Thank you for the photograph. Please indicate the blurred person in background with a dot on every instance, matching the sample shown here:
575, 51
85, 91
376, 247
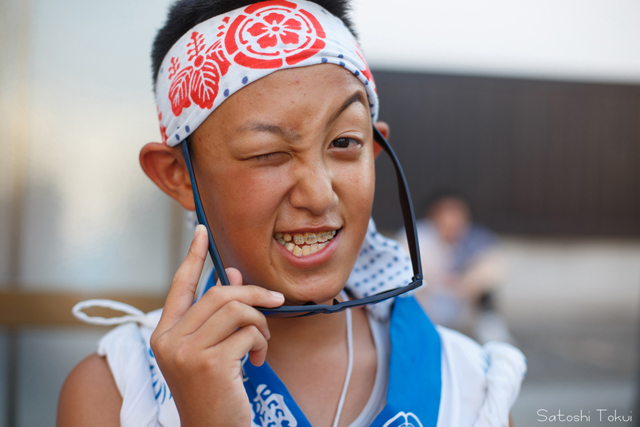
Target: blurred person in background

EXERCISE PROMPT –
None of the pictures belong in the copy; repeat all other material exactly.

ANSWER SECTION –
Thank you for the photograph. Please indicate the blurred person in background with a dot on every instance, matching the sample shown here:
575, 51
85, 91
376, 247
Target: blurred person in background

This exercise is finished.